--- WHAT YOU SHOULD DO ---
Transcribe the entries that follow, word for word.

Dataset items
==================================================
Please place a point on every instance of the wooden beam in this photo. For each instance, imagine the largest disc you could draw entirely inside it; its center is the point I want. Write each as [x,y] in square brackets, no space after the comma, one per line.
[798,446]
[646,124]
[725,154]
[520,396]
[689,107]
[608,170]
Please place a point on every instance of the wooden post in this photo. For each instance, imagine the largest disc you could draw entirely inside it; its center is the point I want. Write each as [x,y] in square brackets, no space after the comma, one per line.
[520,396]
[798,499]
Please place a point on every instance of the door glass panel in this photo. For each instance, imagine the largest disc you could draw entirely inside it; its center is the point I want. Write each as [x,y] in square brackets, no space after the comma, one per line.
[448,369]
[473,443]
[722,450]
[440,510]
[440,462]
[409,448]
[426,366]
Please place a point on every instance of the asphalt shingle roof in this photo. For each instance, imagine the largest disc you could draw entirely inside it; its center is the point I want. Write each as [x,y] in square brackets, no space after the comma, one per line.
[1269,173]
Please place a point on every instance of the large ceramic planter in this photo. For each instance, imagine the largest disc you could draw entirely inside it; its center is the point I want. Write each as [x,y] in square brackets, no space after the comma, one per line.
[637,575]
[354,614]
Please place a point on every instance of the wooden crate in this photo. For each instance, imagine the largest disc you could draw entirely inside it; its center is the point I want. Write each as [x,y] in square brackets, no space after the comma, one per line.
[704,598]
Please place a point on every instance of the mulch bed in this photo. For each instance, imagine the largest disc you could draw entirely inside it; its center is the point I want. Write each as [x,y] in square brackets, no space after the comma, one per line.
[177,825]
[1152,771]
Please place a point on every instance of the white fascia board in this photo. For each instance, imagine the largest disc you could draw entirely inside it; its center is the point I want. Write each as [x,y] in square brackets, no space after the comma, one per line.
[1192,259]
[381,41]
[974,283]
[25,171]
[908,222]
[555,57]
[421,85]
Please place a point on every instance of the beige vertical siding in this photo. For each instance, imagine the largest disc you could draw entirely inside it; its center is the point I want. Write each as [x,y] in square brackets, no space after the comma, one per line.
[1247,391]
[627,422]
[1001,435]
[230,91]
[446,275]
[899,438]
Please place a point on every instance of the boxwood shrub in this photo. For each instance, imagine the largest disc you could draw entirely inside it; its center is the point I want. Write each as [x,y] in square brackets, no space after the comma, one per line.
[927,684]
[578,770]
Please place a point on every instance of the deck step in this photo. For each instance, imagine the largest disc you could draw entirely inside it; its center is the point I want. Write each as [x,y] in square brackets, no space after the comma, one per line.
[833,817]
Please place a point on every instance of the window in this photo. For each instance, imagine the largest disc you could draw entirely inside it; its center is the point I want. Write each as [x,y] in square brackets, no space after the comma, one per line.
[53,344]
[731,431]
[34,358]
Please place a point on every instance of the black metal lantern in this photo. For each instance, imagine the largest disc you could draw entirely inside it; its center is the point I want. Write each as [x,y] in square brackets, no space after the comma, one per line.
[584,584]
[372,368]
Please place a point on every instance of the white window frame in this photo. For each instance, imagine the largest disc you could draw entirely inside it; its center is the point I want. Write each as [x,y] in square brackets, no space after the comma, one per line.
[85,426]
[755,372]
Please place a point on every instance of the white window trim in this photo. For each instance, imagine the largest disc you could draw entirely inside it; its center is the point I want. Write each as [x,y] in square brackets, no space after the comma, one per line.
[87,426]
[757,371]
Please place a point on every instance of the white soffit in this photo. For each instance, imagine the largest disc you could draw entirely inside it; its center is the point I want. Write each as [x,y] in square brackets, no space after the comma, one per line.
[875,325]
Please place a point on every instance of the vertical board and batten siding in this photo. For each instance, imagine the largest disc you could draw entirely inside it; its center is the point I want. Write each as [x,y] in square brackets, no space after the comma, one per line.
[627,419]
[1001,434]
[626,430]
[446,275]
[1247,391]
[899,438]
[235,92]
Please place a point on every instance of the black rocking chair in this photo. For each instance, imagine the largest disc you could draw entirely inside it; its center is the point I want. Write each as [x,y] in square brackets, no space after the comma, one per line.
==================================================
--- TASK ANSWER ---
Please place a point on every instance of the wooden beam in this photo. For each instance, imagine the largest disc you could draw entirely inside it; its center is the point I want. Write each as [x,y] in square brackets, no space after the comma, one per line.
[798,446]
[646,124]
[725,154]
[520,396]
[689,107]
[608,170]
Please place a point on every instance of the wooden post in this photo. For each instance, imagine the largest disc you could draw entirely inside it; its center is the point I want. Write each as [x,y] in square brackets, no space after the comma, one per line.
[520,396]
[798,499]
Please place a point on every instance of the door glass panel in this photo. For each instance, imagine the largest disc you could draw entirely inside it; its center is the point I want. Write each as [x,y] in square brackets, no space after the comma, one per line.
[448,369]
[473,443]
[722,450]
[440,510]
[440,462]
[409,448]
[426,366]
Please place a point on every instance of the asphalt shingle roof in this photo. For each instance, imagine the largest disc you could draw entirely inside it; its center is the point I want. Write each as [x,y] in square brackets, no space after the comma, one per line.
[1269,173]
Please place a point on every instance of the large ceramic planter in this photo. For each instance, imagine the largest disc you could draw entirely inside it; its center is the point I want. Write each as [x,y] in square brackets, no space after the comma, one per line.
[637,575]
[354,614]
Please place a point on every instance of the wooden crate in this photo. For each instance, imagine the largest disc you could draw entirely inside it; its center is the point I want. Write each as [x,y] in square brackets, no space after the comma, one per line.
[704,598]
Please place a point on every instance of the mulch bed in this photo. For each instance, imagine the largest disc you could draw entirely inside it; its center is the point I want. Write each as [x,y] in square brackets, no space after the comma, one per line.
[177,825]
[1152,771]
Please place a point on every instance of the white fascia board in this photo. For each instance, imagine the largest disc you could draw entirely inside it; its center is the point I want. Write each as [x,y] in square brackets, no space after the comma, one per line.
[1192,259]
[381,41]
[974,283]
[25,171]
[908,222]
[555,57]
[421,85]
Please place a point on every instance of the beige vertical siding in this photo. For each instance, imagine the largest disc you could draw entirely inside it; its center is the point I want. Write each as [x,y] in square brackets, no space after the comma, one per line.
[1247,391]
[627,422]
[1001,435]
[230,91]
[446,275]
[899,438]
Please place a point on every instance of the boxwood shrub in this photo. For each instance, imagine the largest disc you could draw entirely inside it; its center is the point I want. Write each as [x,y] in square brackets, no space after the comma, one per line.
[927,684]
[578,770]
Please place a point on every instance of the deck step in this photo. For each instance, imagine the largest disc you could draw entirely inside it; its center is the point I want. Write each as [x,y] in square brackets, no space after the comma, one per line.
[833,817]
Please place a point on every instance of the window in this photo. For each instance, imagine the largest disc you could draw entirely inside it; its center is the point I want. Write each as [x,y] in square brackets, no space after the comma, one per line.
[53,344]
[731,431]
[34,358]
Please place a point on every instance of the black metal lantern in this photo. For each instance, imagine the largest disc you could draw entirely inside it; its center is the point I want. Write each as [x,y] in square brackets, no space after the comma, one per line.
[584,584]
[372,368]
Please place a point on every instance of the white window frame in this photo. For each instance, imagine the largest disc you could draw entirely inside it; its center is the point I want. Write each as [x,y] in square brackets, no space after the comma, one per line.
[85,426]
[755,372]
Please place a point on every instance of the white window trim in this photo. For each instance, imagine the largest disc you could draw entirely inside it; its center is the point I want. Write each as [x,y] in square brackets, no space after the comma, one per line.
[87,426]
[757,371]
Please place a point on every instance of the white soffit in this photo. For each instance, imagine the largest disc you could draw entirely inside it; its center is the point I want. Write each as [x,y] in square brackets, no space after the comma, one per line.
[875,325]
Please place a point on every instance of the vertical board and batten siding in this photo. For each instance, imagine the largest disc you could draw entirely inside it; its center is the point I want. Write each as [x,y] in square brackets, no space after the comma, one per line.
[627,419]
[1001,434]
[626,430]
[446,275]
[1247,391]
[899,438]
[235,92]
Please place a point on every instance of the black rocking chair in this photo. For each instance, imagine the largest disc you could draw entirely inside it; its center is the point I want. Write each as [x,y] in square brackets, no space after the comma, one per line.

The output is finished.